++++ 引用文

この記事では家庭用ルームエアコンを自分で取り付ける方法を紹介しています。
少し手間はかかりますが、取り付ける順番を考えながらやれば、一般の人でもそれ程難しい事もなく取り付けることが出来ると思います。
必要な工具も、一般的な物だけで取り付けることが出来ます。
また、その時に必要になる銅管や電線等の副資材についても紹介していますので、これからやってみようと言う方には参考になるかと思います。
エアコン取付前の準備
取付場所の確認
まずはエアコンの取り付ける予定の場所を確認します。
今回僕が取り付ける場所はここです。
マンションのベランダに面した部屋の窓の上になります。
画像に移っている2個所のボルトはエアコン取付用として初めから付いていた物で、今回はこのボルトを使って室内機を取り付けます。
このボルトはほとんどのマンションや戸建てではない方が多いので、その場合は後述するプレートを直接ビス固定するか、石膏ボード用アンカー等を使用して取り付ける事になります。
設置場所で最も重要なのが、屋外の室外機に繋がる配管用の穴があるかどうかなので、それも確認しましょう。
この部屋の場合は、ちょうどこの下に穴が開いていました。
上の丸い物が配管用の穴で、蓋を取るとベランダに繋がっています。
下がエアコン用のコンセントです。
エアコンは100Vと200Vの物があるので、それも確認しておきます。画像の物は200Vのタイプです。
もし取付予定のエアコンとコンセントの電圧が違っていた場合でも、簡単な工事で電圧を変えることが出来ます。
長くなるので紹介しませんが、僕の場合電圧の変更も自分で行いました。
必要資材の準備
エアコンは、本体だけ買って来ても取り付けることが出来ません。
必要になる物は事前に準備しておきましょう。
今回僕が用意したのはこれです。
画像の左側から
- ペアコイル(銅管)
- ドレンホース
- テープ
- VVFケーブル
- パテ
全てホームセンター(コーナンPRO)で売っていました。
全部で5000円程でした。
下にそれぞれ説明します。
ペアコイル
エアコンの室内機と室外機を繋ぎ、中には冷媒(エアコンガス)が通ります。
物としては、銅管の周りが断熱材で覆われていて2本1組になっています。
自分で取り付ける場合、両端がフレア(広がっている)加工されていて、ナットが付いている物を購入しましょう。
また、専用のフレア加工ツールが無いと切断する事が出来ないので、室内機と室外機の距離を測り、あまりに長すぎる物は見栄えが悪く余った配管の処理に困るので、1mくらい長目が良いと思います。長さは数種類ありました。
太さも2種類あるのですが、業務用を除きほぼ全て「2分3分」と言われているサイズなので、これを購入しましょう。もう一種類は「2分4分」と言うサイズで、僕の言ったホームセンターでは売っていませんでした。
ドレンホース
室内機から出る、結露した水を通すパイプです。
これも数種類あって凍結防止タイプなどもありますが、太くて配管しにくいので一般地の方は普通の物がいいと思います。
必要な長さは、室内機からベランダの排水溝など水を流せる所までです。

++++++++
++++ データ一覧

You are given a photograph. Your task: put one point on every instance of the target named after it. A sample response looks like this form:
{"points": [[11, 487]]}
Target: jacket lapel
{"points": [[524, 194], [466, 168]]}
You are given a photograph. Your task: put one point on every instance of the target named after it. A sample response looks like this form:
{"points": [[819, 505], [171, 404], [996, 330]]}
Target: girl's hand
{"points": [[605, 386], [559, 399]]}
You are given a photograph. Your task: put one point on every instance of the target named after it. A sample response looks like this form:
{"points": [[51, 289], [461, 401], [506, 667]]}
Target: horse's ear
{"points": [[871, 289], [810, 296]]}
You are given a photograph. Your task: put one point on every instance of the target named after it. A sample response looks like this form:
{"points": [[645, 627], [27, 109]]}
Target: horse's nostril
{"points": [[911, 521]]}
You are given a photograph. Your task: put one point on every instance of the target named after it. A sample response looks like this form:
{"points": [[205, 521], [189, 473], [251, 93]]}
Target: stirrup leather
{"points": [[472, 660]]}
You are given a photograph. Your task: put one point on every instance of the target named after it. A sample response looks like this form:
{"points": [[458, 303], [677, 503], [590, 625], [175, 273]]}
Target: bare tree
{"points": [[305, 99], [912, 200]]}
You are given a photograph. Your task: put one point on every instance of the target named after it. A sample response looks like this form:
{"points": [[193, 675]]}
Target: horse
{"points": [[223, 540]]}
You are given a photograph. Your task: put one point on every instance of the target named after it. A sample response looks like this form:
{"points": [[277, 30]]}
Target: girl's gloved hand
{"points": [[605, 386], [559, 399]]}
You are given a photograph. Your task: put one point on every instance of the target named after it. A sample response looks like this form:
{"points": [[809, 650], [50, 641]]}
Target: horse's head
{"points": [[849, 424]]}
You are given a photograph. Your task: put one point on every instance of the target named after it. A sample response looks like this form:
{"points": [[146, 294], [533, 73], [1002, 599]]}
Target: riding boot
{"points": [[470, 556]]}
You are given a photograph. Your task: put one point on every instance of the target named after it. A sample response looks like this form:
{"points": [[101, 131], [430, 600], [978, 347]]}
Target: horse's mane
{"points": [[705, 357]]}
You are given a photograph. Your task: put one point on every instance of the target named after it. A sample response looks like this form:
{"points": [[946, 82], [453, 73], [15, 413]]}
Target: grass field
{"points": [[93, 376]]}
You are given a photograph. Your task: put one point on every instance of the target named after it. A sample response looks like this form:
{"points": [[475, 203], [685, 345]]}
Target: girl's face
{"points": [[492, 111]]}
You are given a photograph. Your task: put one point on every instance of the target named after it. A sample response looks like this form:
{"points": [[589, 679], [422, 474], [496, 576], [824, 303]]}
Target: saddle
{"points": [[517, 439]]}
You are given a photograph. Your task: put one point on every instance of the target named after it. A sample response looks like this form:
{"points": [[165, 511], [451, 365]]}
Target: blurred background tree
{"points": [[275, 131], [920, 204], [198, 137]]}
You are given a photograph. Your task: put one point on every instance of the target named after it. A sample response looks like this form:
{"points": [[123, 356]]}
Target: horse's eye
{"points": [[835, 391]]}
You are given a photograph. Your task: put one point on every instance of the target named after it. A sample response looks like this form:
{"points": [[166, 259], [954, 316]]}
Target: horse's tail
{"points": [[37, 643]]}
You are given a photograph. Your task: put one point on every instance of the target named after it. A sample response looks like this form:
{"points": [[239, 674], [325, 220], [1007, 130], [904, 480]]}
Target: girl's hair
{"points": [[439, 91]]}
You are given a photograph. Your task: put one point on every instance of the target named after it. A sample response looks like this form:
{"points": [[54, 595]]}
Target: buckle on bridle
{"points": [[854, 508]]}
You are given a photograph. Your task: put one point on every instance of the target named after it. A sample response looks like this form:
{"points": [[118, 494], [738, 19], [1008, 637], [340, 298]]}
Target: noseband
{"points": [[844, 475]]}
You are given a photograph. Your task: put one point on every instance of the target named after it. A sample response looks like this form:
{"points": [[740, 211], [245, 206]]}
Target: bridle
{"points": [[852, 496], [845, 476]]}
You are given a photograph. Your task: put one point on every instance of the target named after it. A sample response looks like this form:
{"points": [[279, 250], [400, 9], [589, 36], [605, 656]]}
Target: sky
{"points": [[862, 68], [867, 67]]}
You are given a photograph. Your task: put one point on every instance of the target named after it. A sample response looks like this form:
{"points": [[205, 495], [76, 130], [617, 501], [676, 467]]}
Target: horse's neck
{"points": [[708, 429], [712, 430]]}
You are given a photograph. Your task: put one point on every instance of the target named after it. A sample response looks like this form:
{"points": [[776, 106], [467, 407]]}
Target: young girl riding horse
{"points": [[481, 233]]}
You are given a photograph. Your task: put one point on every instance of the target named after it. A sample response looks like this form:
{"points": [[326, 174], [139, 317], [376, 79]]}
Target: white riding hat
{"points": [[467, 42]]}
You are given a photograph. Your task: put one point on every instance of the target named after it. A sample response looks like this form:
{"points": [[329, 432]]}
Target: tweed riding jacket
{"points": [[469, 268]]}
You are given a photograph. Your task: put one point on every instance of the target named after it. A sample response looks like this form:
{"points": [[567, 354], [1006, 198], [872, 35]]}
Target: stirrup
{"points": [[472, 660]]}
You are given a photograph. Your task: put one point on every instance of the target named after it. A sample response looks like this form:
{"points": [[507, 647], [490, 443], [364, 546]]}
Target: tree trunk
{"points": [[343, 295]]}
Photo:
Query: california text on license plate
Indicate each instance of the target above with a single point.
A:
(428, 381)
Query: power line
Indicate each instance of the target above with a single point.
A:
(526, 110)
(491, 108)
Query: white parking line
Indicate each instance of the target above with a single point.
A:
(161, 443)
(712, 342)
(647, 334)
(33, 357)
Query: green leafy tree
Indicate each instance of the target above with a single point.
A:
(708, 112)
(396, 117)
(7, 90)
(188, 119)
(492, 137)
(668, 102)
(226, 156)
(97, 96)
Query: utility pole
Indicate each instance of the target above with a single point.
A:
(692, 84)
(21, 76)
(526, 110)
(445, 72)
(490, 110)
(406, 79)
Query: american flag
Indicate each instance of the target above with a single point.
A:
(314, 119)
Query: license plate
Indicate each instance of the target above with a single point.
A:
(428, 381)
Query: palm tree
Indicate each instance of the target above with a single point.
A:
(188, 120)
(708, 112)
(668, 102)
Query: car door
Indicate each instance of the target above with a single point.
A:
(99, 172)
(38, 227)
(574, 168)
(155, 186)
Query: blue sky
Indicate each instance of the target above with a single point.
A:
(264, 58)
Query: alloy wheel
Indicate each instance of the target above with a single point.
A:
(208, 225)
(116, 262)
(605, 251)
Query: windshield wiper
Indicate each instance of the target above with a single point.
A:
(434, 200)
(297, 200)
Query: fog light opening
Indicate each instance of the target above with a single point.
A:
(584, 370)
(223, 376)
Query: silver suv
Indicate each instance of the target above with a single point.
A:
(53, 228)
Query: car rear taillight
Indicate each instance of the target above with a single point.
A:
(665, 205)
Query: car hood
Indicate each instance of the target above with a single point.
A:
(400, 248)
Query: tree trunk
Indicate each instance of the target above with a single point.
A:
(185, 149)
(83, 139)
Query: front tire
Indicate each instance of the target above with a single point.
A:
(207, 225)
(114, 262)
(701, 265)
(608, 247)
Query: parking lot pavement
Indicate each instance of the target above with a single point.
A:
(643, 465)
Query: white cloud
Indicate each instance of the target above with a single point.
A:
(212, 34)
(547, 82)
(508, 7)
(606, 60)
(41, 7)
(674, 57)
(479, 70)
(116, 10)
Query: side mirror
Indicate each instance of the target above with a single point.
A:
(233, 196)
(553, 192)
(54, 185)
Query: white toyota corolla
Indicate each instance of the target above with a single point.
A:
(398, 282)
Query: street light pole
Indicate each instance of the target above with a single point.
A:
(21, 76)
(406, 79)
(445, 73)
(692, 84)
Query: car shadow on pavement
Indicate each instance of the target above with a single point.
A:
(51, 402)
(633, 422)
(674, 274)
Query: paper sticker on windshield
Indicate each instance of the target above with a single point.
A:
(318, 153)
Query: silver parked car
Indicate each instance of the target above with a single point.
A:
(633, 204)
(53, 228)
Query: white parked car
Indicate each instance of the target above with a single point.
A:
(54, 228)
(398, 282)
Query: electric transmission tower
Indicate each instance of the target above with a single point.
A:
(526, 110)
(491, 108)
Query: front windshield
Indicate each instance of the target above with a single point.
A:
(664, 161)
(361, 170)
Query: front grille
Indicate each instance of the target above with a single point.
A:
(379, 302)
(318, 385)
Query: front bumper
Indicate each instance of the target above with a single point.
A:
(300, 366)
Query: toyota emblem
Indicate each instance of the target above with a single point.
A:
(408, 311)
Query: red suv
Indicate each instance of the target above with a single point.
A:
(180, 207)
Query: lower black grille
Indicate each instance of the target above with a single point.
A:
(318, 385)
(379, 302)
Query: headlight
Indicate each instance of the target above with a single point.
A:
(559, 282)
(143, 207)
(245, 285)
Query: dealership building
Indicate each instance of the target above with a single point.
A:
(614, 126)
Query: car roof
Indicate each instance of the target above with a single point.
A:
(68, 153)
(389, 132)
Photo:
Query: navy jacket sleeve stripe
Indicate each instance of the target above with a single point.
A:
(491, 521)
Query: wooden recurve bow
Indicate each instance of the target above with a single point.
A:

++++++++

取り組む課題
a. エアコン取付の引用文では、用意した資材は全部でいくらほどでしたか。
b. 記録の中から、文字列「girl」を含む行をすべて特定し、そのまま書き写しなさい。

最終解答
a. 5000円程でした。

b.
Target: girl's hand
Target: girl's gloved hand
Target: girl's face
Target: girl's hair
Target: young girl riding horse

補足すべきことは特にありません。